Start of PASSAGE PROVIDED
From Abel to Zechariah (23:29–36)
The Hebrew Bible doesn’t end with Malachi. In the Jewish canonical order, the Ketuvim (the Writings) concludes with 2 Chronicles. That order is important for what Jesus says in v. 35.
The woe in verse 29 begins with an accusation that, on the surface, appears to be misplaced praise. The scribes and Pharisees build tombs for the prophets and decorate the monuments of the righteous. They claim that if they had lived in their ancestors’ time, they would not have shed the prophets’ blood. Jesus turns their own words against them.
“Thus you witness against yourselves that you are sons of those who murdered the prophets. Fill up, then, the measure of your fathers” (23:31–32).
The verb πληρόω (plēroō), which is usually translated as “fulfill,” is correctly rendered here as “fill up.” I’ve previously discussed Jesus “filling full” the OT. Now it’s the scribes’ and the Pharisees’ turn. They also have a role in the story to “fill up” or “fill full” as well.
The indictment then reaches its full scope:
“...so that on you may come all the righteous blood shed on earth, from the blood of righteous Abel to the blood of Zechariah the son of Barachiah, whom you murdered between the sanctuary and the altar” (23:35).
Abel’s blood is the first in Scripture crying out for justice. When Cain killed his brother, Yahweh told him:
“The voice of your brother’s blood is crying to me from the ground” (Gen 4:10).
Innocent blood does not simply disappear. It calls out to God for justice.
Zechariah marks the other end of the span. The Zechariah killed between the sanctuary and the altar is almost certainly the one described in 2 Chronicles 24:20–21: a priest who stood in the court of the temple and rebuked Israel for forsaking Yahweh, only to be stoned at the king’s command in that same court. His dying words were:
“May the LORD see and avenge!” (2 Chr 24:22).
Again, Righteous blood, once shed, does not go silent. (That’s a sobering thought for another time.)
Since Chronicles closes the Hebrew canon, “from Abel to Zechariah” covers the entire biblical story. Jesus is making a canonical point: the history of Scripture, from beginning to end, is about those who spoke for God being silenced by those claiming to represent him. The scribes and Pharisees standing before him bring that history to its tragic climax.
Every generation honors the prophets it did not have to live with. We build memorials to voices we would have rejected at the moment. The question Matthew 23 raises is not whether we venerate the prophets of the past, but whether we are willing to hear the living Word that challenges us now.
When Yahweh Returns to His Temple (23:1–39)
Israel’s prophets promised that Yahweh would one day return to Zion. Malachi envisioned the Lord suddenly coming to his temple, but warned that his arrival would bring judgment:
“Who can endure the day of his coming, and who can stand when he appears?” (Mal 3:2).
Ezekiel foresaw the glory of the Lord returning to a purified temple (Ezek 43:1-5). The hope sustained Israel through exile and occupation. One day, God would come back to his city and his house.
Matthew presents Jesus as the fulfillment of this hope, but the homecoming is not what Israel’s leaders expected. Yahweh has returned to Zion, entered his temple, and now renders his verdict. Matthew 23 records the divine audit. The seven woes against the scribes and Pharisees echo the covenant curse formulas of Deuteronomy 28 and later prophetic indictments. Jesus speaks with authority that transcends even Moses. He prosecutes those who were supposed to shepherd his people.
End of PASSAGE PROVIDED
- [TASKS TO CARRY OUT]
1/ Answer these questions using the commentary on Matthew 23:
(a) In the Jewish canonical order, which book concludes the Ketuvim?
(b) How does the author say the verb πληρόω is correctly rendered in 23:31–32?
(c) Which chapter of Deuteronomy do the seven woes against the scribes and Pharisees echo?
2/ Rewrite the commentary on Matthew 23 from "The Hebrew Bible" up to and including "says in v. 35.", putting "crucial" in place of "important".
3/ Recast the paragraph of the commentary on Matthew 23 that begins "Matthew presents Jesus as the fulfillment" as a short bulleted list that keeps its main facts.
Start of DATA SUPPLIED
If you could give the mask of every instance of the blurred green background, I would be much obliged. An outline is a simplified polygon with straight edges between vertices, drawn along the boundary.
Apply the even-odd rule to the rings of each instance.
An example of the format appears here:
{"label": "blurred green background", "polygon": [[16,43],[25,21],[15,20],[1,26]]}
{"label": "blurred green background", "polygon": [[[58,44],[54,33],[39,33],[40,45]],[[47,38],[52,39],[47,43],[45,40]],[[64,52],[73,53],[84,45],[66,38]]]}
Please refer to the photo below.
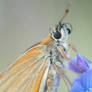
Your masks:
{"label": "blurred green background", "polygon": [[64,21],[73,26],[69,40],[92,60],[92,0],[0,0],[0,71],[45,38],[68,3],[71,8]]}

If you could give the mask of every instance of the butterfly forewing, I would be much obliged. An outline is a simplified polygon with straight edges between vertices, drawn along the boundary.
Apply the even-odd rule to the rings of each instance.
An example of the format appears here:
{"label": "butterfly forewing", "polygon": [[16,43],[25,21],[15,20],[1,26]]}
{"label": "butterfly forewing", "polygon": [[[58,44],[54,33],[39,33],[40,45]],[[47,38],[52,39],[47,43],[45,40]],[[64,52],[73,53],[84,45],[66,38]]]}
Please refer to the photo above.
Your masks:
{"label": "butterfly forewing", "polygon": [[3,74],[0,92],[38,92],[42,77],[50,64],[45,51],[45,45],[37,45],[17,59]]}

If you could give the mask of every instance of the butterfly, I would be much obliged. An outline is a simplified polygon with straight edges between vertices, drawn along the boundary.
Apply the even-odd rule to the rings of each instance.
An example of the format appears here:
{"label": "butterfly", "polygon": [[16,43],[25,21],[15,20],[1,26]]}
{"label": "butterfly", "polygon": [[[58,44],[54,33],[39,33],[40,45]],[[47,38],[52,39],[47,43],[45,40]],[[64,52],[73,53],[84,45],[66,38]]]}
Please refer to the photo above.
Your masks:
{"label": "butterfly", "polygon": [[69,59],[67,39],[72,26],[62,23],[68,11],[44,40],[27,49],[0,74],[0,92],[56,92],[60,78],[69,81],[63,67]]}

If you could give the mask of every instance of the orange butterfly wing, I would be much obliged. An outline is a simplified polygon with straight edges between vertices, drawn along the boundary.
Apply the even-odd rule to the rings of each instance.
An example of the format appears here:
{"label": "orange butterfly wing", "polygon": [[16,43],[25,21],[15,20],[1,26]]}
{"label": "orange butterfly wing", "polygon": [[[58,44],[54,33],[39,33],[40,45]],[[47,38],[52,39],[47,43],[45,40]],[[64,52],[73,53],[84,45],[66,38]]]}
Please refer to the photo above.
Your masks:
{"label": "orange butterfly wing", "polygon": [[0,92],[38,92],[49,58],[46,45],[37,45],[16,60],[0,80]]}

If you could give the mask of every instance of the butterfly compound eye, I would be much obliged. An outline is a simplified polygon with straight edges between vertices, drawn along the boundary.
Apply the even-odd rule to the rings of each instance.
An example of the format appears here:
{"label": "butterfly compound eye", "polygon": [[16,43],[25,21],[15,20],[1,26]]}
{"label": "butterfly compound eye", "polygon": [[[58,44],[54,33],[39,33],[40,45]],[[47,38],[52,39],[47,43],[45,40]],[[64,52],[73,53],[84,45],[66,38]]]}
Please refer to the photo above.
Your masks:
{"label": "butterfly compound eye", "polygon": [[54,32],[54,37],[55,37],[55,39],[60,39],[61,36],[62,36],[62,35],[61,35],[60,32],[58,32],[58,31]]}

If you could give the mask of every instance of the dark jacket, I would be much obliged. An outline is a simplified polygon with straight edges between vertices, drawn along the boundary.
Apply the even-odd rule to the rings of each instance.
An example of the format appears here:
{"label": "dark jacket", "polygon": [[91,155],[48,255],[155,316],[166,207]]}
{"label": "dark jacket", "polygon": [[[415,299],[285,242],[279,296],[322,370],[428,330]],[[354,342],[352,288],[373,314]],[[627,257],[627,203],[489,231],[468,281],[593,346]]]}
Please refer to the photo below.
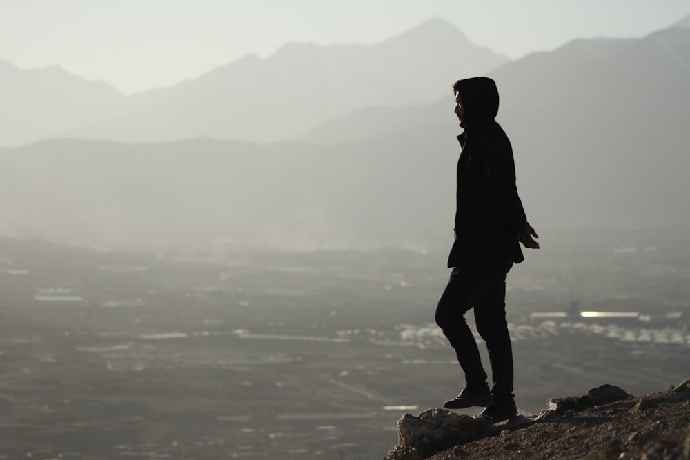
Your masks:
{"label": "dark jacket", "polygon": [[464,117],[457,161],[455,241],[448,266],[524,260],[517,236],[527,223],[508,137],[494,118],[498,90],[478,77],[457,84]]}

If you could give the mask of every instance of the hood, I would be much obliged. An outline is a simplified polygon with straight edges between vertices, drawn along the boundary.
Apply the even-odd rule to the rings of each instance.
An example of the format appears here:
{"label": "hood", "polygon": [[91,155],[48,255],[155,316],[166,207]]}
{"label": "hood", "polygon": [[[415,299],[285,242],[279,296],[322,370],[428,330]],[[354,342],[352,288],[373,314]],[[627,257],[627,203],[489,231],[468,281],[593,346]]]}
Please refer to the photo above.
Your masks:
End of DATA SUPPLIED
- [RESPONSES FOR EACH TASK]
1/
(a) 2 Chronicles.
(b) As "fill up."
(c) Deuteronomy 28, specifically its covenant curse formulas.

2/
The Hebrew Bible doesn’t end with Malachi. In the Jewish canonical order, the Ketuvim (the Writings) concludes with 2 Chronicles. That order is crucial for what Jesus says in v. 35.

3/
- Matthew presents Jesus as fulfilling the hope of Yahweh's return to Zion, though not in the way Israel's leaders expected.
- Yahweh has returned, entered his temple, and now renders his verdict. Matthew 23 records this divine audit.
- The seven woes against the scribes and Pharisees echo the covenant curse formulas of Deuteronomy 28 and later prophetic indictments.
- Jesus speaks with authority that transcends even Moses and prosecutes those who were supposed to shepherd his people.